[Stored data entries]
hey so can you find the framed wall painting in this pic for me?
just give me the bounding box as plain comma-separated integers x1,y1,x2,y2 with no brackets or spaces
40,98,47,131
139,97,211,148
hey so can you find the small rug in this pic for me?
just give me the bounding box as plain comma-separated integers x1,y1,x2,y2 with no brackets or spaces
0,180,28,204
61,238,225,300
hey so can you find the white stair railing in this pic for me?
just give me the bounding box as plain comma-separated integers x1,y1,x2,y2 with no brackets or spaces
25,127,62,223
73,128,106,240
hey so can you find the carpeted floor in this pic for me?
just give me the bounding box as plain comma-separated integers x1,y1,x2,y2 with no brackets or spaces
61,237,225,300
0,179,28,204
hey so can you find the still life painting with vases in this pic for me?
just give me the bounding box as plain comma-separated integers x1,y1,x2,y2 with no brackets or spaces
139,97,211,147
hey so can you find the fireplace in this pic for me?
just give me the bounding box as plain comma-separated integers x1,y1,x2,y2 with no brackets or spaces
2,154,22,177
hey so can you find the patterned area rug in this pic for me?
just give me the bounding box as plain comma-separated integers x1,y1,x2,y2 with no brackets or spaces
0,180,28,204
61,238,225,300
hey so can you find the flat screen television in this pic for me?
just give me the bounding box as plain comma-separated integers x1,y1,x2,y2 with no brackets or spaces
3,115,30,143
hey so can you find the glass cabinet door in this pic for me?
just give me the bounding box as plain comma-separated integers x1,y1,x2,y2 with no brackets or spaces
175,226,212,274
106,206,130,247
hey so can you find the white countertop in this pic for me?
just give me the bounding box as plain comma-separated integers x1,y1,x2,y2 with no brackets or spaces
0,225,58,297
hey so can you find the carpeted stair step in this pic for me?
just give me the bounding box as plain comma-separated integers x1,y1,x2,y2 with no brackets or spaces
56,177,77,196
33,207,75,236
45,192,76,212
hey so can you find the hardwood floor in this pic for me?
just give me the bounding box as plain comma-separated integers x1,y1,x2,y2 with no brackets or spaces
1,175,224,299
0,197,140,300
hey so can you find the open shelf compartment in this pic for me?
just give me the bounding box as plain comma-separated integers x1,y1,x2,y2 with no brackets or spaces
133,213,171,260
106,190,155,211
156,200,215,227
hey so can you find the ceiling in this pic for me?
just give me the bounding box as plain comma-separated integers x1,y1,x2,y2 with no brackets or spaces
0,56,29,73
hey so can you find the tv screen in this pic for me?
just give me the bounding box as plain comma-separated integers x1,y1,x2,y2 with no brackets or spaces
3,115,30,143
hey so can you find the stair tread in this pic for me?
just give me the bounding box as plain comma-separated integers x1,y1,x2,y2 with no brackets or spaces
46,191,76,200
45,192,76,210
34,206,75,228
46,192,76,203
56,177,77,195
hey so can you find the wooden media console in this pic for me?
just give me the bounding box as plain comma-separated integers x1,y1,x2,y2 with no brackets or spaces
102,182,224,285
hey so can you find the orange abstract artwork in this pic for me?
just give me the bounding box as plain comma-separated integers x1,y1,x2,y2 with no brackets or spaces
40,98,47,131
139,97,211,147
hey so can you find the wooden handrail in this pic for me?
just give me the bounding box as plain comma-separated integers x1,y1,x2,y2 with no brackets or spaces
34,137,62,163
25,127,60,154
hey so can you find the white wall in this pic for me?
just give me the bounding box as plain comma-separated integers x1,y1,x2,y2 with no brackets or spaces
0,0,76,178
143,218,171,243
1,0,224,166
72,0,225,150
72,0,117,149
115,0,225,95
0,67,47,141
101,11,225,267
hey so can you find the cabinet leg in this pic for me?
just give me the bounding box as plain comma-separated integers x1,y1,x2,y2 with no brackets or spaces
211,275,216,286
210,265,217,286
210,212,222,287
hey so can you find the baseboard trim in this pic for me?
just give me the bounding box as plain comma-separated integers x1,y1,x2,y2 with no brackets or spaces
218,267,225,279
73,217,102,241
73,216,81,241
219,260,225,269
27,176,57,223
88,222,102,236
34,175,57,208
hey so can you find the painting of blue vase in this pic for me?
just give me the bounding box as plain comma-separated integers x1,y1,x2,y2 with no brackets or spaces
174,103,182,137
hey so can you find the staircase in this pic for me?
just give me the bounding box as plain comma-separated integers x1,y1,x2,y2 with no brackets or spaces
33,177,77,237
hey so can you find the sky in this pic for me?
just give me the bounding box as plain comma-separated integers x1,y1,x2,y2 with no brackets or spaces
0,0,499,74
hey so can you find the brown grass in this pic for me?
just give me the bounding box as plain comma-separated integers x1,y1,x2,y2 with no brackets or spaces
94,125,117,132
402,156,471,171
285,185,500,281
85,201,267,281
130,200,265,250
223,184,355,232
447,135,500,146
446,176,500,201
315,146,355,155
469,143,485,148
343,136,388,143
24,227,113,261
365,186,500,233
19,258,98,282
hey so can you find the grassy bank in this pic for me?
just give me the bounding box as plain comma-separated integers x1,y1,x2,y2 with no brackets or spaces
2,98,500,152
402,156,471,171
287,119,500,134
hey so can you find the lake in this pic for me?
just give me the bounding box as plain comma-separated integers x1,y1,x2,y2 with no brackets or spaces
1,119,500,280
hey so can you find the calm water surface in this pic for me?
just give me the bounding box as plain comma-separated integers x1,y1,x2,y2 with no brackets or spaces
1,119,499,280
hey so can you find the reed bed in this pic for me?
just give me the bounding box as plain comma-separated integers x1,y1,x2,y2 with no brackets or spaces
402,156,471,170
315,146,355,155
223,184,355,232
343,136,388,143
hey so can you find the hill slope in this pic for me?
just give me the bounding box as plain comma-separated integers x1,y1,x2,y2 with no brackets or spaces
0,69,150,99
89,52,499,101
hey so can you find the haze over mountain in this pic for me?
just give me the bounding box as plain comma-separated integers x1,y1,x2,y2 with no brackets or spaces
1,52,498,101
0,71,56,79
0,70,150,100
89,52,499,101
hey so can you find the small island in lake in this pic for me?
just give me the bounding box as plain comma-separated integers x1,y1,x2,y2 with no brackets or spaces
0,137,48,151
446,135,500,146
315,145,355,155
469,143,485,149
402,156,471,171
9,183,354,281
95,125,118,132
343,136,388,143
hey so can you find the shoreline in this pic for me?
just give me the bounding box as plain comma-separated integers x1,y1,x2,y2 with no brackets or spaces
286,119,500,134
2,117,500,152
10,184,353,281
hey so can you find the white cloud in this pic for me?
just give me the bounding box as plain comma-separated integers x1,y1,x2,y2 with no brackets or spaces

**WHAT TO PRODUCE:**
Using the entries above, copy out all lines that contain the string "painting".

**WRITTEN ANSWER:**
hey so can you find the framed wall painting in this pic for me?
hey so can you find the still life painting with vases in this pic for me?
hey so can you find the painting of blue vase in this pic for me?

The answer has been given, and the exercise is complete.